__Provided text__.
++++++++

Feb 1, 2007 Los Angeles Times

ID? No way
Clubs for the under-21 set are coming of age. Besides giving kids a place to hang, they are often barometers of the next hot thing.

By Jessica Gelt, Special to The Times

The tiniest boy to ever don a Misfits T-shirt hops onto a raised platform above a writhing mosh pit at the Allen Theatre in South Gate. His doe eyes are wide and dark and his tight gray Dickies bunch around his small behind. After a breathlessly fast number, the lead singer of the up-and-coming Latino and Filipino punk band Defied says, “We’re gonna speed it up,” and the pit erupts in howls. Round and round the rockers go — in a knotted, fist-flailing circle — while the boy watches with unconcealed awe.

The littlest Misfit is not yet old enough to realize that the wild people in the boiling pit below him are just kids themselves. Beneath the Mohawks and the leather and the metal-adorned attire, there are likely pairs of underwear washed by Mama.

All-ages clubs — not empty warehouses or skating rinks or dumpy basements, but proper venues with snazzy sound systems and snack bars full of salty-sweet savories — are a relatively new phenomenon. They have cropped up mainly during the last decade and have since become uncannily accurate barometers of what is about to become hot in music. The reason is simple: They provide a safe, alcohol-free place for young people ages 10 to 20 to see the bands they love, something the jaded 21-and-older set takes for granted. This is approximately the same excitable demographic that, according to the Recording Industry Assn. of America, was responsible for more than 20% of all music sales in 2005. They are also the MySpace generation. Through them trends flow like white water.

The Allen Theatre is a monument to faded glory; its hundreds of royal-red seats are stained and torn, its floors are soda-sticky and its bathrooms ooze mildewed character. In short, it is the perfect place for rock ‘n’ roll. The neighborhood kids feel that instinctively.

++++++++

__Information provided__.
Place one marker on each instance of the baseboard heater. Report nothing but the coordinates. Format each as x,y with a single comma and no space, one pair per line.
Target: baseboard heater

++++++++

__Problems to work on__.
**A)** Name the kinds of places that the article about all-ages clubs says these clubs are not.
**B)** Reproduce the passage of the article about all-ages clubs starting at "The tiniest boy" and ending at "with unconcealed awe.", switching "howls" to "cheers".

__Solved tasks__.
**A)**
- Empty warehouses
- Skating rinks
- Dumpy basements

**B)**
The tiniest boy to ever don a Misfits T-shirt hops onto a raised platform above a writhing mosh pit at the Allen Theatre in South Gate. His doe eyes are wide and dark and his tight gray Dickies bunch around his small behind. After a breathlessly fast number, the lead singer of the up-and-coming Latino and Filipino punk band Defied says, “We’re gonna speed it up,” and the pit erupts in cheers. Round and round the rockers go — in a knotted, fist-flailing circle — while the boy watches with unconcealed awe.